DATASET ENTRIES >>
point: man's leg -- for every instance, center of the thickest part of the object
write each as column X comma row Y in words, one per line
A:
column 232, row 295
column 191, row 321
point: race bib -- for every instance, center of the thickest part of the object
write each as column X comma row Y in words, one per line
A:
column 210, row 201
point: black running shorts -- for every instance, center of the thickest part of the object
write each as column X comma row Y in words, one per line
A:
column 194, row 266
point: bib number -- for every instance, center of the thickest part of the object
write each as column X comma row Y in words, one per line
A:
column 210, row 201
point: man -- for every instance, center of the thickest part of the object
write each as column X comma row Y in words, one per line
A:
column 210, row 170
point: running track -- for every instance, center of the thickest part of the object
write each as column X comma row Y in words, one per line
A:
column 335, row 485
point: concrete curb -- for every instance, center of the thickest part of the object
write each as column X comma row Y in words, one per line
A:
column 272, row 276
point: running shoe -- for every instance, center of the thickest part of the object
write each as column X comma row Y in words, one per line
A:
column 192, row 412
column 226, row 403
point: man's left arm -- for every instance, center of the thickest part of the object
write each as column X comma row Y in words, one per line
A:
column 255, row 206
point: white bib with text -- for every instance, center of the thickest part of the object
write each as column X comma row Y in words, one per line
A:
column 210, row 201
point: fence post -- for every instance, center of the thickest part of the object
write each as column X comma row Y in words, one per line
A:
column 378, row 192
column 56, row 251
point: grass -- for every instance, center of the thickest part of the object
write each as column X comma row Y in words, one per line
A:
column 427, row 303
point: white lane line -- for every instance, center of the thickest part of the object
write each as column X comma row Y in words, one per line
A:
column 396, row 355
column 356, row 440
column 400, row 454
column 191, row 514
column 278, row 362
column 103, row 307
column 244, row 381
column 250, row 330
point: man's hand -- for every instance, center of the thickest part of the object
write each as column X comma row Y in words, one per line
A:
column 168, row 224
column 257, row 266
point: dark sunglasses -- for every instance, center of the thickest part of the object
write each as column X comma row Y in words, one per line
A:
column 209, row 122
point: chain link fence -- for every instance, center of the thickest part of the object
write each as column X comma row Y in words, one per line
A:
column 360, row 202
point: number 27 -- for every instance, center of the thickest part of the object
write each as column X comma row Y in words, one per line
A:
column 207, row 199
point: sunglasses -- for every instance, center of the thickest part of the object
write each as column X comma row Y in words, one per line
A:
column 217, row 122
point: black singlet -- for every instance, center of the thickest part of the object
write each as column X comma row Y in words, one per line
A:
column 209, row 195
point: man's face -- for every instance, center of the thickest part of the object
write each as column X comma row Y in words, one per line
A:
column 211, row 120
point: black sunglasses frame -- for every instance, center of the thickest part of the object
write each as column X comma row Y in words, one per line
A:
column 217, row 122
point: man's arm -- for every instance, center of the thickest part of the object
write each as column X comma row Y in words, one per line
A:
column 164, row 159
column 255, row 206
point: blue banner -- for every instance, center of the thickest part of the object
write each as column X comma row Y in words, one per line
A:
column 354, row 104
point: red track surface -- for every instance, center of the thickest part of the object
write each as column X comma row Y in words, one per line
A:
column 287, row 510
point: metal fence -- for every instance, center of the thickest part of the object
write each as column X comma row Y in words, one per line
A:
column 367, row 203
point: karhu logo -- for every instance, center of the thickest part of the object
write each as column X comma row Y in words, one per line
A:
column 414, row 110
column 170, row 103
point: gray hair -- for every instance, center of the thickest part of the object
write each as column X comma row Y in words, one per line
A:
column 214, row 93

TASK REQUIREMENTS >> Take each line from the preceding material that contains "sunglasses" and copy it.

SOLUTION TO THE EXERCISE >>
point: dark sunglasses -- for every instance, center of the thickest part of the object
point: sunglasses -- for every instance, center of the thickest part of the object
point: black sunglasses frame -- for every instance, center of the thickest part of the object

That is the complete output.